And yet he was not satisfied. The archbishop of Canterbury had insisted, as primate, that the cross of York should be lowered to his.

Wolsey was not of a disposition to concede this, and when he found that Warham was not content with being his equal, he resolved to make him his inferior. He wrote to Paris and to Rome. Francis I, who desired to conciliate England, demanded the purple for Wolsey, and the archbishop of York received the t.i.tle of Cardinal St. Cecilia beyond the Tiber. In November 1515, his hat was brought by the envoy of the pope: "It would have been better to have given him a Tyburn tippet,"

said some indignant Englishmen; "these Romish hats never brought good into England"[255]--a saying that has become proverbial.

[255] Latimer's Sermons (Parker Society), p. 119.

This was not enough for Wolsey: he desired secular greatness above all things. Warham, tired of contending with so arrogant a rival, resigned the seals, and the king immediately transferred them to the cardinal.

At length a bull appointed him legate _a latere_ of the holy see, and placed under his jurisdiction all the colleges, monasteries, spiritual courts, bishops, and the primate himself (1519). From that time, as lord-chancellor of England and legate, Wolsey administered every thing in church and state. He filled his coffers with money procured both at home and from abroad, and yielded without restraint to his dominant vices, ostentation and pride. Whenever he appeared in public, two priests, the tallest and comeliest that could be found, carried before him two huge silver crosses, one to mark his dignity as archbishop, the other as papal legate. Chamberlains, gentlemen, pages, sergeants, chaplains, choristers, clerks, cupbearers, cooks, and other domestics, to the number of more than 500, among whom were nine or ten lords and the stateliest yeomen of the country, filled his palace. He generally wore a dress of scarlet velvet and silk, with hat and gloves of the same colour. His shoes were embroidered with gold and silver, inlaid with pearls and precious stones. A kind of papacy was thus forming in England; for wherever pride flourishes there popery is developed.

→ Information shown:
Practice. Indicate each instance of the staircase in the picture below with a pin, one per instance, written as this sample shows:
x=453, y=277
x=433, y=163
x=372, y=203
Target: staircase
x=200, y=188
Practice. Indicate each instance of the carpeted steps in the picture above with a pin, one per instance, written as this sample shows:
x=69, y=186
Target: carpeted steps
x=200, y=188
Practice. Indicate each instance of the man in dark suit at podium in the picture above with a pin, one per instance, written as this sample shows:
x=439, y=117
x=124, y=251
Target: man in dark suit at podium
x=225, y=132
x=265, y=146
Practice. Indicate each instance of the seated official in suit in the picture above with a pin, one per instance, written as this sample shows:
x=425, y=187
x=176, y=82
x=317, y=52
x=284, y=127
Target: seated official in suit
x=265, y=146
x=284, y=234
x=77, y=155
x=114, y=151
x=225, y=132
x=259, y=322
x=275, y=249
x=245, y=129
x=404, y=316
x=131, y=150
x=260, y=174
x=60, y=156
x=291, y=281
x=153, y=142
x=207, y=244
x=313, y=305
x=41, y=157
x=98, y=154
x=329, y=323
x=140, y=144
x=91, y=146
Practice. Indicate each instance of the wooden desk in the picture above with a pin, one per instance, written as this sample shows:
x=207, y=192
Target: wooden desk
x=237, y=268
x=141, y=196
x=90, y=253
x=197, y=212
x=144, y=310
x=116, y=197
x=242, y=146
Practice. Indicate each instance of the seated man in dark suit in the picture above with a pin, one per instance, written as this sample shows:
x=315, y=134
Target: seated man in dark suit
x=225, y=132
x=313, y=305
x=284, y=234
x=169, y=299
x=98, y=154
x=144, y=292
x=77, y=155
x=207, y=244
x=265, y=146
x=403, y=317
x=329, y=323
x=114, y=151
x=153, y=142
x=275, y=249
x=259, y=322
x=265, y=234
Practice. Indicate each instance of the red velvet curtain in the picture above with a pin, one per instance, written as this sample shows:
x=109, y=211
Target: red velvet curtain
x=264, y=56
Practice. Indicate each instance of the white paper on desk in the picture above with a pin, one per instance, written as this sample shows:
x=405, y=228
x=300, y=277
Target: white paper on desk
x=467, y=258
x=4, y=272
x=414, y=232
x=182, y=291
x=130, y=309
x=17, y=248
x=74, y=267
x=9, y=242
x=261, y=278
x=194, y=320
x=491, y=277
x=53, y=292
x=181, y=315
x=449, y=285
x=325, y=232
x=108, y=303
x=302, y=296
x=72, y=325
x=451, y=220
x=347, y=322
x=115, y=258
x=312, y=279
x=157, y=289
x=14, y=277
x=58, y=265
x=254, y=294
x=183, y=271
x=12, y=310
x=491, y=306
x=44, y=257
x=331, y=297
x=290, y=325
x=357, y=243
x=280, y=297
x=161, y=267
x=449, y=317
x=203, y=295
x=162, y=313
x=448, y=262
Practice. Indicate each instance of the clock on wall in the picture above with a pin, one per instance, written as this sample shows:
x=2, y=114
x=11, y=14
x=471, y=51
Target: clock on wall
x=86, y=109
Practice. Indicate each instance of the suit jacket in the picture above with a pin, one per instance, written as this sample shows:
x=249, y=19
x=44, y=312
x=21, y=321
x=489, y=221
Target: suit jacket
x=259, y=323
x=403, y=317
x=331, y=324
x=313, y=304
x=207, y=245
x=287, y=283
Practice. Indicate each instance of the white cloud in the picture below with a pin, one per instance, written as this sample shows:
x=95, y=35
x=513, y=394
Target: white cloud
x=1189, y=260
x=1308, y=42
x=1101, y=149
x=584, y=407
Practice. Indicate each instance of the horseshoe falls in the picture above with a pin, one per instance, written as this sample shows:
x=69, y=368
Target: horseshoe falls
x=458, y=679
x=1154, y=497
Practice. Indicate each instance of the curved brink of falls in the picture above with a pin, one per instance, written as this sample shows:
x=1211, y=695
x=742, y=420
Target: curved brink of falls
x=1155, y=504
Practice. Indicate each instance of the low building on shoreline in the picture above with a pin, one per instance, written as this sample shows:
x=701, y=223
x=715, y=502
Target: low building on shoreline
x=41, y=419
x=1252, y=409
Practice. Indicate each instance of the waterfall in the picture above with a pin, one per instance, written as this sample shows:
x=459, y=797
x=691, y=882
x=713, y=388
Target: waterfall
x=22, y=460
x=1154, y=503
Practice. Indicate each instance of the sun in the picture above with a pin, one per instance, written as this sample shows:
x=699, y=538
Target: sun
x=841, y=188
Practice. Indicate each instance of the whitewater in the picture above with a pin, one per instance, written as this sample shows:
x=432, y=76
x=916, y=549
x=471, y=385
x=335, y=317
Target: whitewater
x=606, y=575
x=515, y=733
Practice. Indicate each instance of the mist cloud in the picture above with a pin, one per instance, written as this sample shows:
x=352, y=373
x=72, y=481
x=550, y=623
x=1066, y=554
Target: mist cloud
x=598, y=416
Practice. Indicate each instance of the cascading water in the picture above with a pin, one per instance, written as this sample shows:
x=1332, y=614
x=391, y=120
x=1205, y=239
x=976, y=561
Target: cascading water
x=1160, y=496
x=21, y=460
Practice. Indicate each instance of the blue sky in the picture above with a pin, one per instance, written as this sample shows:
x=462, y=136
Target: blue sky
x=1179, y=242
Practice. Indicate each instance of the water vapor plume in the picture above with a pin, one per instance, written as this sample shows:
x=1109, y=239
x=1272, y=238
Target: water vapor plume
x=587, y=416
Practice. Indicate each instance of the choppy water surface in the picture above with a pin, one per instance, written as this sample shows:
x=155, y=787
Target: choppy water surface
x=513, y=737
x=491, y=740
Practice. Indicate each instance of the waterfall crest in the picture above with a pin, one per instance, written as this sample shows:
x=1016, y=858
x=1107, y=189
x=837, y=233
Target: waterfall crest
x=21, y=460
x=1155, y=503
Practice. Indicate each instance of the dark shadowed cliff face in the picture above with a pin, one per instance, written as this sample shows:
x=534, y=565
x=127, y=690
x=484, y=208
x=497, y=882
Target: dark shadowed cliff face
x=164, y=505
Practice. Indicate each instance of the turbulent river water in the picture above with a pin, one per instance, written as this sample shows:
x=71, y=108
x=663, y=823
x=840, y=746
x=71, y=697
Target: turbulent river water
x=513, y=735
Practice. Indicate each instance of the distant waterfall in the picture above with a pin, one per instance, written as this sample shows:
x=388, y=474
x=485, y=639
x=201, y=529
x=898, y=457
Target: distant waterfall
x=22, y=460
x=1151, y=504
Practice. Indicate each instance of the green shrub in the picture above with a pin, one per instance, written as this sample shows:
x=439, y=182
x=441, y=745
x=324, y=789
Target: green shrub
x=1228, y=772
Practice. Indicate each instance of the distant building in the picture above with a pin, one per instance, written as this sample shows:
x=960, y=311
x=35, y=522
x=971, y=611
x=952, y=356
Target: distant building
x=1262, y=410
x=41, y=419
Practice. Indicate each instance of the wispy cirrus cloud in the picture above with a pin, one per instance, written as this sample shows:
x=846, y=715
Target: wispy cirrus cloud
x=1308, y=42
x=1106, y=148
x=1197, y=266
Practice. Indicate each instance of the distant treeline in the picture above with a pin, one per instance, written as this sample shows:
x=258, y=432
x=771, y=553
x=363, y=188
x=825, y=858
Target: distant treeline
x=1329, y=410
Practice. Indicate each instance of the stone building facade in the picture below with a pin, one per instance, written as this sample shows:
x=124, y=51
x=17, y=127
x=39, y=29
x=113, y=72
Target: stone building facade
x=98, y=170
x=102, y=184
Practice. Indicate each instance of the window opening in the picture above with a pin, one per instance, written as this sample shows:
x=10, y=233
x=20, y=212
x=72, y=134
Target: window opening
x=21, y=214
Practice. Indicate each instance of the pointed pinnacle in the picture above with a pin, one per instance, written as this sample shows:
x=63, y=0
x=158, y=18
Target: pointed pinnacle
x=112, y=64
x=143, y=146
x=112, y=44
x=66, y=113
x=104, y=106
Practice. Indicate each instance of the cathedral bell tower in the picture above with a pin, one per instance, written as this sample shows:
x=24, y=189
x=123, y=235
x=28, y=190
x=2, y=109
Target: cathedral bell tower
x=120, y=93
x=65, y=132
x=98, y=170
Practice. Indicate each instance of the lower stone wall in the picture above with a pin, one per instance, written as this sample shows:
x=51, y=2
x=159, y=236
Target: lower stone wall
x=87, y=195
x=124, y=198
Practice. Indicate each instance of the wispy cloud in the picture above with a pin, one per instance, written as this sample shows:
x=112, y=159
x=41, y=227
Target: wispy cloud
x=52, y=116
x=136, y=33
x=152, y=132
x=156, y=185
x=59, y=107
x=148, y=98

→ Given request:
Decide whether each statement agrees with the passage about Wolsey, answering yes or no and quoting the deciding words: (a) Wolsey's hat was brought by the pope's envoy in November 1515. (b) Francis I opposed giving the purple to Wolsey. (c) Wolsey's palace held fewer than 100 domestics.

→ Expected output:
(a) Yes: "In November 1515, his hat was brought by the envoy of the pope"
(b) No: "Francis I, who desired to conciliate England, demanded the purple for Wolsey"
(c) No: "to the number of more than 500"